── Text ──

It's an odd feeling to host your own stage.
Months of debating the line up, weeks of planning, days of worrying whether or not we've booked enough tickets. And then here we are at The Great Escape – the sun is shining, the doors are swinging open, and fans are piling through the entrance into the Arch.
Connie Constance gets things rolling. Despite some superb music sitting online the singer has rarely performed live, and this is a rare outing for her full live band. The initial nerves certainly don't show, however, with Connie almost immediately at ease with the crowd.
Allowing each song to breathe, to flex a little, Connie Constance is able to find new nuance in each track. It's curious, you're almost watching her bloom and blossom onstage, yet you still have a fixed idea of what those studio recordings sound like at the back of your head. The relationship between the two is fruitful, however, and suggests that some potent new material could be forthcoming.
FOXTROTT has come all the way from Montreal, and the electronic producer is certainly in the mood to get onstage. Her live set up is sparse, but she does have room for a French Horn – played through all manner of whizzers, bleepers, and other (rather more fancifully titled) effects pedals.
A unique talent, it takes FOXTROTT a while to fully win over the crowd, but when she does the dam breaks and there's much joyous hip-shaking and midriff-sashaying to those funky French horn riffs.
KLOE watches it all from the side of the room, conspicuously close to the bar. The Glasgow newcomer has something of a reputation for being a party animal, but even this is too early in the day for the singer.

───
── Supplied material ──

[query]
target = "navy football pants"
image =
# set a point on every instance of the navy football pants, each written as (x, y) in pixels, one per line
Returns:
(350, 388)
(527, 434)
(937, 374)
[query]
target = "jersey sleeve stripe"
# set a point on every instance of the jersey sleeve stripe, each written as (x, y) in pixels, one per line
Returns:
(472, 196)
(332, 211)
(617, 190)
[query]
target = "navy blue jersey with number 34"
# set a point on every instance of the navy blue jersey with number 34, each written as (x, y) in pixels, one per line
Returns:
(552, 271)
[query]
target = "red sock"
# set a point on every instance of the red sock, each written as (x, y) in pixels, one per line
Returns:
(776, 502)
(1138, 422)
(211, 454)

───

◆ Your task
Using the review, decide whether each statement agrees with it, and answer yes or no with the deciding words quoted: (a) FOXTROTT traveled from Montreal. (b) Connie Constance performs live often. (c) KLOE is new on the scene from Glasgow. The records were drawn from a separate source.

◆ Written solution
(a) Yes: "FOXTROTT has come all the way from Montreal"
(b) No: "the singer has rarely performed live"
(c) Yes: "The Glasgow newcomer"